And the earth was of one tongue, and of the same speech. And when they removed from the east, they found a plain in the land of Sennaar, and dwelt in it. And each one said to his neighbour: Come, let us make brick, and bake them with fire. And they had brick instead of stones, and slime instead of mortar. And they said: Come, let us make a city and a tower, the top whereof may reach to heaven: and let us make our name famous before we be scattered abroad into all lands. And the Lord came down to see the city and the tower, which the children of Adam were building.
And he said: Behold, it is one people, and all have one tongue: and they have begun to do this, neither will they leave off from their designs, till they accomplish them in deed. Come ye, therefore, let us go down, and there confound their tongue, that they may not understand one another’ s speech. And so the Lord scattered them from that place into all lands, and they ceased to build the city. And therefore the name thereof was called Babel, because there the language of the whole earth was confounded: and from thence the Lord scattered them abroad upon the face of all countries.

What built up the Body of Christ, was now destroyed as what united (Latin) was taken away and the vernacular became the source of division as various peoples with different languages in the same region fought over what language services should be said in the church.
Also, in the administration of the Sacraments Latin was a guarantee that the Sacrament was, according to form, absolutely valid without question. This was one of the intents of the Council of Trent, after the Innovators devised various liturgies, and to stop abuses that led to Catholics not knowing whether a priest was truly offering Holy Mass.
Faced with great opposition to his Novus Ordo, Giovanni Montini replied on November 19, 1969:

4. How could such a change be made? Answer: It is due to the will expressed by the Ecumenical Council held not long ago. The Council decreed: “The rite of the Mass is to be revised in such a way that the intrinsic nature and purpose of its several parts, as also the connection between them, can be more clearly manifested, and that devout and active participation by the faithful can be more easily accomplished. . . .
6. The reform which is about to be brought into being is therefore a response to an authoritative mandate from the Church. It is an act of obedience. It is an act of coherence of the Church with herself. It is a step forward for her authentic tradition. It is a demonstration of fidelity and vitality, to which we all must give prompt assent. . . .
10. You will see for yourselves that they consist of many new directions for celebrating the rites. Especially at the beginning, these will call for a certain amount of attention and care. Personal devotion and community sense will make it easy and pleasant to observe these new rules. But keep this clearly in mind: Nothing has been changed of the substance of our traditional Mass. Perhaps some may allow themselves to be carried away by the impression made by some particular ceremony or additional rubric, and thus think that they conceal some alteration or diminution of truths which were acquired by the Catholic faith for ever, and are sanctioned by it. They might come to believe that the equation between the law of prayer, lex orandi and the law of faith, lex credendi, is compromised as a result.
11. It is not so. Absolutely not. Above all, because the rite and the relative rubric are not in themselves a dogmatic definition. Their theological qualification may vary in different degrees according to the liturgical context to which they refer. They are gestures and terms relating to a religious action—experienced and living—of an indescribable mystery of divine presence, not always expressed in a universal way. Only theological criticism can analyze this action and express it in logically satisfying doctrinal formulas. The Mass of the new rite is and remains the same Mass we have always had. If anything, its sameness has been brought out more clearly in some respects.

● ● ●

Reproduce the passage on Babel and the Latin liturgy word for word, starting with "Faced with great" and going on through "accomplished. . . .".

(Collection entries)
● ● ●

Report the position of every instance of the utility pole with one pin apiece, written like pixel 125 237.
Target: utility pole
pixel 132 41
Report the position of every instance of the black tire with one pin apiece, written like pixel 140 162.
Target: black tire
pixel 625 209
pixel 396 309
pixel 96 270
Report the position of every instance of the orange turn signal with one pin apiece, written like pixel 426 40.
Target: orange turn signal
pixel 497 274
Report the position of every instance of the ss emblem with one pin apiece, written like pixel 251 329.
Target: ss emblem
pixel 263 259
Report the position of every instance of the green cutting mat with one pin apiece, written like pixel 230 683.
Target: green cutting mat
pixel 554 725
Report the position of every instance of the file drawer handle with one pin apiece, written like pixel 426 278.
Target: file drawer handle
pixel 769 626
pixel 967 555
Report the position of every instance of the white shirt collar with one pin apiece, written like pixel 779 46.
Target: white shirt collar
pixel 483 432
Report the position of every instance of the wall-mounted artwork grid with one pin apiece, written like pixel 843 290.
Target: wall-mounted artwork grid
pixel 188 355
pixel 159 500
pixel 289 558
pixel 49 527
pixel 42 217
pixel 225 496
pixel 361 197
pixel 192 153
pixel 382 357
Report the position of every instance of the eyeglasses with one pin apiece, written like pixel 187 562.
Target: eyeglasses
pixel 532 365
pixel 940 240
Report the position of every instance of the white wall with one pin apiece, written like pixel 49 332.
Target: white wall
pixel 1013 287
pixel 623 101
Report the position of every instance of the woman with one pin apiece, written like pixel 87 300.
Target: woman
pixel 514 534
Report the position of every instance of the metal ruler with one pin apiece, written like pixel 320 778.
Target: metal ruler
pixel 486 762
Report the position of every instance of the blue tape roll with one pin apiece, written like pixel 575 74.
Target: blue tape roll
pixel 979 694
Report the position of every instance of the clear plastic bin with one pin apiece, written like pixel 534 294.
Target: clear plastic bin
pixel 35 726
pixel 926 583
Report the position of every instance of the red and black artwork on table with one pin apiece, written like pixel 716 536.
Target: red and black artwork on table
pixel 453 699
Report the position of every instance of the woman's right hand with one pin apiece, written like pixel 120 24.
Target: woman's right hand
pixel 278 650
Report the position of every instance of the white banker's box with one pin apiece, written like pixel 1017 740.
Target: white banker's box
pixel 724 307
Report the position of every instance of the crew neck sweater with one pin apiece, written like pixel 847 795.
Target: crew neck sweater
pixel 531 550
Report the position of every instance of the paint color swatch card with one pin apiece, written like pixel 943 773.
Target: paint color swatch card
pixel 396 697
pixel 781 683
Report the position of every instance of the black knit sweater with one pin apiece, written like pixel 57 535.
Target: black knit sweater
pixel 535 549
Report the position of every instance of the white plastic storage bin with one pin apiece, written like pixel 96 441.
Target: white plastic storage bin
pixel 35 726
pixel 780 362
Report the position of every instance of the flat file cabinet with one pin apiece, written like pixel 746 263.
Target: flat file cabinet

● ● ●

TASK SOLUTION -
Faced with great opposition to his Novus Ordo, Giovanni Montini replied on November 19, 1969:

4. How could such a change be made? Answer: It is due to the will expressed by the Ecumenical Council held not long ago. The Council decreed: “The rite of the Mass is to be revised in such a way that the intrinsic nature and purpose of its several parts, as also the connection between them, can be more clearly manifested, and that devout and active participation by the faithful can be more easily accomplished. . . .